• _EXCERPT_

The copra trade is of course carried on all over these and the adjoining islands, but one sees more of it going on in the New Hebrides than in the Solomons or New Guinea.

Copra is the white of the cocoa-nut and is not eaten by the natives at all; all they do with the nuts is to drink the milk and use the fibre. Nearly everything out there is made either of the leaves or fibre, and even the trunks of the tree come in very handy for manufacturing articles. When gathering copra the natives scale the trees to get at the nuts, and having collected a good supply they sit down, break them open, and lay them out to dry in the sun.

The oil of the cocoa-nut is chiefly made in England and America, and the only process the nut goes through in the islands is that of drying. When the nuts have been collected they are split in halves very carefully with an axe, and then the halves are laid out in the sun. Very soon the heat loosens the kernel, which comes away and is then broken up into pieces. It is again put in the sun on mats, where it remains until it is thoroughly dried; then it is collected in sacks and sold by weight. Some traders, however, go in for making cocoa-nut oil, but not many, and if they do, a different process {186} has to be gone through. The nut, instead of being split open, has the husk cracked on a sharp pointed stake, it is then torn off and the inside split in two. Next the kernel is scraped out on an iron scraper, which is attached to a stool on which the native squats during the operation, and the white part drops from the scraper into a vessel underneath, and is then put into a cask to rot, after which it is pounded and made into a pulp and placed at the end of a tilted trough—a hollowed-out log or old canoe—until all the oil runs out of it. This oil is then strained and put into casks.

The stench of a copra boat is proverbial, and this, without the copra bugs, is enough to make one keep clear of them as much as possible. Each trader has his copra shed and drying ground, and when Burns Philp’s trading boats call, the sacks of copra are taken out by the resident trader’s “boys” and again sold, this time to be shipped home for further handling. When the oil is extracted in England, nearly double the quantity is obtained from the same amount of nuts, and the refuse is made into cakes for cattle.


When the trading steamers come it is quite an event in the monotonous life of many of the small traders. Mails and provisions are sought with an {187} eagerness that is delightful, for when a man has talked nothing but native languages, and seen nothing but black men for weeks, these visits are naturally the important event, and a newspaper or two, if such luxuries can be found, no matter how old, are seized on by traders as if they were gold.

Copra is practically the only industry that flourishes without artificial aid. Even that is now being helped along, as the natives see there is money in it, and some of the thrifty chiefs are making their men plant the trees and look after them.

Traders and settlers now have plantations of coffee, bananas, and a few other profitable products, as I have already mentioned, and this industry is beginning to be successful. Taros and yams are cultivated by the natives, and require a good deal of attention, and so nearly all the work is left to the women. Yams vary from about the size of a small marrow to a much larger affair. The “Chief’s Yam” is pale pink in colour, and the ordinary ones are like a white mealy potato. In taste they resemble a cross between an artichoke and a potato. Nearly all the villages possess a yam-house, which is a sort of platform made of bamboo with a thatched roof over it; the yams are hung from the top or lie on the platform to dry. {188}

There is a kind of arrowroot which grows wild in the bush, besides a few other native vegetables, but the latter are not of much account unless they are cultivated.

• _RECORDED INFORMATION_
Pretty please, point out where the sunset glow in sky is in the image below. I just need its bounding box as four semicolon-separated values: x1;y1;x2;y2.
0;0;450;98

• _GOALS_
a - According to the account of the copra trade above, what color is the "Chief's Yam"?
b - Render this sentence from the copra account into Spanish: "In taste they resemble a cross between an artichoke and a potato."
c - Carry the account of copra and island crops forward from its final sentence.

• _ANSWERS PER TASK_
a - Pale pink.

b - En sabor se parecen a un cruce entre una alcachofa y una papa.

c -
The knowledge of agriculture learned by some of the natives who have returned from Queensland comes in useful. Sometimes evidences of it are to be seen here and there, but it is a lamentable fact that they do not make better use of their opportunities.

Whilst in Queensland they work well, especially the women, and nowadays there is no difficulty experienced in getting labour from these islands. When the labour boat calls, the recruiting agent is soon able to fill his vacancies, and the men he brings back laden with goods make an excellent bait for others.

When engaging the natives a small quantity of money in advance is, I believe, paid to them as an inducement to go, and then they sign on for two, three, or more years to work at the Queensland Sugar Refining Company’s places at Bundaberg, Mackay, and elsewhere on the Queensland coast.

When there, they live chiefly in compounds, and seem to enjoy the change of life. Their chief duties are to cut the sugar-cane, stack it, and put {189} it on the trolleys, which carry it to the refinery works.


The tremendous heat of these fields is beyond description, owing to the number of the canes.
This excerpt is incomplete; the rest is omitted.